■ How to complete this task: The answer should consist of all the records, written out word for word.

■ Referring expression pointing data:
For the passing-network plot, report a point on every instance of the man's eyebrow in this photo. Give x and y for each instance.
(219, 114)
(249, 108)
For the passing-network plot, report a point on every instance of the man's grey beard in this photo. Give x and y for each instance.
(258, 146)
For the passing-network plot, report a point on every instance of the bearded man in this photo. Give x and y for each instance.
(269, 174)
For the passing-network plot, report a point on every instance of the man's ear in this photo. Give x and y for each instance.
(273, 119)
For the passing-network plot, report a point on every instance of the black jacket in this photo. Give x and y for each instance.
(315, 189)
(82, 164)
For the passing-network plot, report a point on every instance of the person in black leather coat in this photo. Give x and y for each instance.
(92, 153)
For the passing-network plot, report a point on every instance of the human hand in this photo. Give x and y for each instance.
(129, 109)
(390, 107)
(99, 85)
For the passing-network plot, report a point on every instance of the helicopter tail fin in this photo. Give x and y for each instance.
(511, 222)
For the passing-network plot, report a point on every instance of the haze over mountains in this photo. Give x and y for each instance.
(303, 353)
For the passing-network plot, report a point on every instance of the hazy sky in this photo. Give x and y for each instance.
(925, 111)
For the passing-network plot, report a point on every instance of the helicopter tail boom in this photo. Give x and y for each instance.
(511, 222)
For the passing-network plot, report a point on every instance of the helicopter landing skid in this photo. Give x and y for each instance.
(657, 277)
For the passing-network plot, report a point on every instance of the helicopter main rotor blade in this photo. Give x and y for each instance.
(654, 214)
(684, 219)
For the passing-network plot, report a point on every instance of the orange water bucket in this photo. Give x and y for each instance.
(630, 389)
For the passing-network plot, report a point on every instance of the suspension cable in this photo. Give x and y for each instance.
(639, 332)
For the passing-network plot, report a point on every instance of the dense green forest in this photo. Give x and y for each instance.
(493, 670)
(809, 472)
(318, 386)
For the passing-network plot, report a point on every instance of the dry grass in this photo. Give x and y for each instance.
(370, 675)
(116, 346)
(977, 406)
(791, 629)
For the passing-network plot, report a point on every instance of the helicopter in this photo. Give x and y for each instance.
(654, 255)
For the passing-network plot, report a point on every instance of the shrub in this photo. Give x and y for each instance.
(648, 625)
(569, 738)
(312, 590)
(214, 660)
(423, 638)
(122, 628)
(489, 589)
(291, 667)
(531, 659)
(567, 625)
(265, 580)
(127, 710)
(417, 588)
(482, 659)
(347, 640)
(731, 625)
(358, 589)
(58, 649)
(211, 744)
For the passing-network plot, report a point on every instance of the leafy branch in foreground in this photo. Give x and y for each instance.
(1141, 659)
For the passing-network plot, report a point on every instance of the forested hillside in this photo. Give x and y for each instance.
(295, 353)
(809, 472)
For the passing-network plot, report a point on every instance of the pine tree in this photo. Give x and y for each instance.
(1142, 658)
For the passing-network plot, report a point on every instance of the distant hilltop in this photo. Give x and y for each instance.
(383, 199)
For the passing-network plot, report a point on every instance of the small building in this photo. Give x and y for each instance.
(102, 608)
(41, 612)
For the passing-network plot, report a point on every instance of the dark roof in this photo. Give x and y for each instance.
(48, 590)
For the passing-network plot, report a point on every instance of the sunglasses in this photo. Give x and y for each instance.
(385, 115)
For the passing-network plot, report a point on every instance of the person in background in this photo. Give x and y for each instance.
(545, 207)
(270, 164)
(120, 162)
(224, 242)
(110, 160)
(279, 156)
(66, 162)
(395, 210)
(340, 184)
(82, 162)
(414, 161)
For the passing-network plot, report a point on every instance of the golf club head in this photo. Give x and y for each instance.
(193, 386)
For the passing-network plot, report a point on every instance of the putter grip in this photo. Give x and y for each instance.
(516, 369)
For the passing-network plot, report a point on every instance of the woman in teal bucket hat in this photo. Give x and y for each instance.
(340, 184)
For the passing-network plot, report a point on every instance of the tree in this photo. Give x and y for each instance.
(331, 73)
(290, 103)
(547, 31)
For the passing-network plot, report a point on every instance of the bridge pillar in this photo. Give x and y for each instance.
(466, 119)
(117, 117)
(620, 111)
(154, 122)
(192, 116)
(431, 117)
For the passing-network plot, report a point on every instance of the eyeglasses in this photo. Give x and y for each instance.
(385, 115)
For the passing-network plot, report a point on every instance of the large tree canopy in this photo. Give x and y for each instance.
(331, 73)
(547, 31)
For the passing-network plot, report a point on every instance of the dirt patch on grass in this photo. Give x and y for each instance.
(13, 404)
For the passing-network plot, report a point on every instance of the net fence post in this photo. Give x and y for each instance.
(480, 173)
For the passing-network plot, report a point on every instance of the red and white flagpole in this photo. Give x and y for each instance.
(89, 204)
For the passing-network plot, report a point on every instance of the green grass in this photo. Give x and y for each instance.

■ Worked solution:
For the passing-network plot, report a point on every instance of the man's eyebrow in this photo. Give x and y for each instance.
(219, 114)
(249, 108)
For the passing-network plot, report a point on every instance of the man's grey beard in this photo. Give x and y for each instance.
(258, 146)
For the passing-network plot, report a point on every instance of the bearded man in this photo. Give x and y for each instance.
(269, 174)
For the passing-network plot, report a point on every instance of the man's ear in this photo. Give x and y for each instance.
(273, 119)
For the passing-network plot, report a point on every instance of the black jacket in this photo. Give x and y for each instance.
(315, 189)
(82, 164)
For the passing-network plot, report a point on every instance of the person in black leather coat in this photo. Give x and y for each instance.
(92, 153)
For the passing-network plot, report a point on every instance of the human hand in this photo. Give x and y for each instance.
(129, 109)
(390, 107)
(99, 85)
For the passing-network plot, report a point on every instance of the helicopter tail fin in this photo. Give x and y for each instance.
(511, 222)
For the passing-network plot, report a point on every instance of the haze over mountains in this photo. Give x and y for each instance.
(303, 353)
For the passing-network plot, report a point on every instance of the hazy sky in this photo. Give x and y for each instance.
(925, 111)
For the passing-network plot, report a point on every instance of the helicopter tail boom in this photo. Give x and y for each instance.
(511, 222)
For the passing-network plot, report a point on every instance of the helicopter landing skid in this photo. Give x and y for each instance.
(657, 277)
For the passing-network plot, report a point on every instance of the helicopter main rotor blade in this photo. Give x and y for each instance.
(654, 214)
(684, 219)
For the passing-network plot, report a point on every instance of the orange water bucket in this photo. Give x and y for each instance.
(630, 389)
For the passing-network plot, report a point on every instance of the suspension cable in this photo. Give x and y for each instance.
(639, 332)
For the passing-network plot, report a point on every instance of the dense green forest in this photo. Give x and y for each instance.
(493, 670)
(809, 472)
(318, 386)
For the passing-network plot, report a point on every instance of the dry grass in this photo. Give x and y for each instance.
(370, 675)
(116, 346)
(977, 406)
(791, 629)
For the passing-network plot, report a point on every instance of the helicopter in this photo. Give x and y for each instance.
(654, 255)
For the passing-network plot, report a point on every instance of the shrub in this photo. Give x and y for each instance.
(648, 625)
(569, 738)
(312, 590)
(214, 660)
(423, 638)
(122, 628)
(489, 589)
(291, 667)
(531, 659)
(567, 625)
(265, 580)
(127, 710)
(417, 588)
(482, 659)
(347, 640)
(731, 625)
(358, 589)
(58, 649)
(211, 744)
For the passing-network plot, report a point on every instance of the leafy branch in foreground in this photo. Give x and y for each instance.
(1141, 659)
For the passing-network plot, report a point on every instance of the forested hillside in this photo. Give x and y for each instance.
(295, 353)
(809, 472)
For the passing-network plot, report a point on every instance of the pine tree in this photo. Give x and y for each instance.
(1142, 658)
For the passing-network plot, report a point on every instance of the distant hilltop in this photo. Give x and y for each instance.
(383, 199)
For the passing-network plot, report a point on every instance of the small building in this photo. Give x and y for each instance.
(102, 608)
(41, 612)
For the passing-network plot, report a point on every instance of the dark roof in this photo. Give x and y for each instance.
(48, 590)
For the passing-network plot, report a point on every instance of the sunglasses in this photo. Give x and y for each instance.
(385, 115)
For the passing-network plot, report a point on every instance of the person in background in this photo. Give x and y for each instance.
(545, 207)
(270, 164)
(120, 162)
(224, 242)
(110, 160)
(279, 156)
(66, 162)
(395, 210)
(340, 184)
(82, 162)
(414, 161)
For the passing-network plot, report a point on every instance of the golf club head in this photo. Give x and y for each instance.
(193, 386)
For the passing-network plot, report a point on every instance of the putter grip in this photo. Give x and y for each instance.
(516, 369)
For the passing-network plot, report a point on every instance of the woman in teal bucket hat in this photo. Give x and y for each instance.
(340, 184)
For the passing-network plot, report a point on every instance of the tree in this photo. Give x and y for each instance.
(331, 73)
(290, 103)
(547, 31)
For the passing-network plot, report a point on every instance of the bridge pillar in this photo. Give x and y for each instance.
(466, 119)
(117, 117)
(620, 111)
(154, 122)
(192, 116)
(431, 117)
For the passing-network plot, report a point on every instance of the eyeglasses in this photo. Give x and y for each instance.
(385, 115)
For the passing-network plot, report a point on every instance of the large tree canopy in this photo. Give x and y for each instance.
(331, 73)
(547, 31)
For the passing-network plot, report a point on every instance of the dirt patch on grass in this photo. Give x and y for each instance.
(13, 404)
For the passing-network plot, report a point on every instance of the net fence post in this photo. Give x and y for each instance.
(480, 173)
For the passing-network plot, report a point on every instance of the red and white flagpole in this photo. Give x and y for each instance.
(89, 204)
For the passing-network plot, report a point on every instance of the green grass in this photo. Give x and y for each instance.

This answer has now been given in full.